SOURCE DOCUMENT.

It is great to see that this is posted here. It has been a while since I've read this on another site. I hope this signals that more is going to be written in this wonderful story.

Do you know if the others, by EE Nalley and Bek Corbin will also be published here?

Hugs

Karen

Glory Road

This is one the best of the Care Giver universe stories. All them have a Robert Heinlein "Moon is a Harsh Mistress" feel to them but this more than others. I had a great time with this and can't tell you how my heart fell when I saw, "End of part one". I want it all NOW! lol!!!
I'll just have to wait!
Hugs!
grover

Sorry

I've been a Heinlein fan for 46+ years, and while this isn't bad, it's no Heinlein. This does a bit more to explain the "Caregivers Universe", but I'm not sure quite how to take it. Just not my cup of java.

W

"If you are too open-minded your brains will fall out"

Damaged people are dangerous
They know they can survive

Heinlein

Well it is in setting somewhat like the Old Master, but as you say there is only one Heinlein. I loved the near future setting and of how politicians on Earth was trying to smother the birth of a new culture of spacers and others that wasn't dependent on the mother world. Like any series not every one of them appeal to me. This episode/chapter/book did speak to me. We all have different tastes so no problem!

That is one of the sad parts of being an avid reader. Sooner or later those that you discovered in your youth that thrilled you with adventures and concepts beyond your mundane world, will move on to worlds other than this one. As you eagerly search the stacks of bookstores no more will the excitement strike you "Hey! So and So has another new book out!" Alas ...
Hugs!

grover

Care Givers Story

Far Out!!!!!!!

I Loved the Care Givers stories, and got bummed when no one wrote any more. I too "Hope" this is a signal that there are going to be more!

WHAT YOU HAVE TO DO.
In the reader comments, which Robert Heinlein novel does grover say the Care Giver universe stories feel like?

INFORMATION GIVEN.
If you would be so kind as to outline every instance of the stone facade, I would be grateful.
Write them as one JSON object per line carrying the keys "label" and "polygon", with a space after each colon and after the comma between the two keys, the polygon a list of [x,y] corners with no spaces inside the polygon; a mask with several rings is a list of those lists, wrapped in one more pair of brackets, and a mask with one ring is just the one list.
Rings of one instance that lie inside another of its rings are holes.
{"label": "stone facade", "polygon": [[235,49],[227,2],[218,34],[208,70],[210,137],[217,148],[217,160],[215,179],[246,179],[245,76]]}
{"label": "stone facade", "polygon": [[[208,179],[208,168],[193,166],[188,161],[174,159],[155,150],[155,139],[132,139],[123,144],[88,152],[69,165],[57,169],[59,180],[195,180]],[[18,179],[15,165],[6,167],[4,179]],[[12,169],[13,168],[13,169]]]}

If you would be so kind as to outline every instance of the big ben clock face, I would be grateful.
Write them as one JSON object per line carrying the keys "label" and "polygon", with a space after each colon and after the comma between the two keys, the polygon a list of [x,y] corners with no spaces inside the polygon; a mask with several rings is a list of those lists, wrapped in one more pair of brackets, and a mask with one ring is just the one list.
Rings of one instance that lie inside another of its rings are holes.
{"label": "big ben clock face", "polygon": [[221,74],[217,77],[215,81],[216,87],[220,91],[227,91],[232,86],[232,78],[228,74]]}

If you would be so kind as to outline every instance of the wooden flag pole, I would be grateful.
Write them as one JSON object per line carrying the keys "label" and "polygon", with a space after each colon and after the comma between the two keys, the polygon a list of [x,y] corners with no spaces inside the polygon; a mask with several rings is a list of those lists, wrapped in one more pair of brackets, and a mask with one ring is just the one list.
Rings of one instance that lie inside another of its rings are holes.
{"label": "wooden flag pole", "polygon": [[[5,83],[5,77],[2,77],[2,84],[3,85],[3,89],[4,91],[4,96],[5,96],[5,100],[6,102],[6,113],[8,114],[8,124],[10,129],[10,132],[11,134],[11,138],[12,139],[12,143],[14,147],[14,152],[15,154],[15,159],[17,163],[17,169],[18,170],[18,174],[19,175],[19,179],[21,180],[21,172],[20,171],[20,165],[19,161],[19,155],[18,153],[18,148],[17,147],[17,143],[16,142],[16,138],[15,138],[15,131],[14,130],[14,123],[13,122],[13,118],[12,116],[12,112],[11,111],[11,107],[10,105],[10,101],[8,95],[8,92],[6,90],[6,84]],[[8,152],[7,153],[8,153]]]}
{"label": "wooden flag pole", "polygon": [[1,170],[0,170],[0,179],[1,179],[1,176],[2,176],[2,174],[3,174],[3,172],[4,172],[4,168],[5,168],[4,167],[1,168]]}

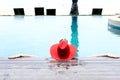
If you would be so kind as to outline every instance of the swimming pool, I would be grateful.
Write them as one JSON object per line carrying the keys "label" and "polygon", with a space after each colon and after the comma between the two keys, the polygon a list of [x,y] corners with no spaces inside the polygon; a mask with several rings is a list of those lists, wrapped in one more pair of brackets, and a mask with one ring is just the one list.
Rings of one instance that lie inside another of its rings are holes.
{"label": "swimming pool", "polygon": [[108,29],[108,17],[0,16],[0,57],[20,53],[50,57],[50,46],[61,38],[77,47],[79,57],[120,55],[120,36]]}

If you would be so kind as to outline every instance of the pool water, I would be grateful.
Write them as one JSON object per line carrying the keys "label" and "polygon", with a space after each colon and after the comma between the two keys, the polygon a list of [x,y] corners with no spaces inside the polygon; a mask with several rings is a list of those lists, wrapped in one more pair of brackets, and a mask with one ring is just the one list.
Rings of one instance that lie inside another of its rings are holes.
{"label": "pool water", "polygon": [[[120,55],[120,35],[108,29],[109,16],[0,16],[0,57],[50,57],[50,46],[66,38],[77,57]],[[119,31],[118,31],[119,32]]]}

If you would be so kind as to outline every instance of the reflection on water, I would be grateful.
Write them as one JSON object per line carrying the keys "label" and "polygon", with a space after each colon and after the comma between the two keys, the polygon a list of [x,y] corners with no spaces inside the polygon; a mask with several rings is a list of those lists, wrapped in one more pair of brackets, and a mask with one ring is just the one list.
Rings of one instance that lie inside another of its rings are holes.
{"label": "reflection on water", "polygon": [[71,24],[71,31],[72,31],[71,44],[73,44],[77,48],[76,57],[78,57],[78,46],[79,46],[77,18],[78,18],[77,16],[72,16],[72,24]]}
{"label": "reflection on water", "polygon": [[115,35],[120,36],[120,28],[115,28],[115,27],[112,27],[111,25],[108,25],[108,31],[112,32]]}

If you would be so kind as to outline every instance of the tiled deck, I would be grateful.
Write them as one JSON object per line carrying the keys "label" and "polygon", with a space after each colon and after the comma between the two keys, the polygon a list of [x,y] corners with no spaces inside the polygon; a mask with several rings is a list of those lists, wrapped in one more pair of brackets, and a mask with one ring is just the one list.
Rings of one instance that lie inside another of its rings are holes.
{"label": "tiled deck", "polygon": [[120,59],[81,57],[77,62],[0,59],[0,80],[120,80]]}

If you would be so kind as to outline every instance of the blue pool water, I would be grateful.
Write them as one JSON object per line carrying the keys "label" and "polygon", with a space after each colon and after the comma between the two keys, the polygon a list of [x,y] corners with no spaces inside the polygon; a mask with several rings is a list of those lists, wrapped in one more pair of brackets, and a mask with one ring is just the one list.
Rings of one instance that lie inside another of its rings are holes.
{"label": "blue pool water", "polygon": [[120,55],[120,35],[108,29],[108,17],[0,16],[0,57],[50,57],[50,46],[61,38],[77,47],[79,57]]}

EXERCISE SOLUTION.
"Moon is a Harsh Mistress."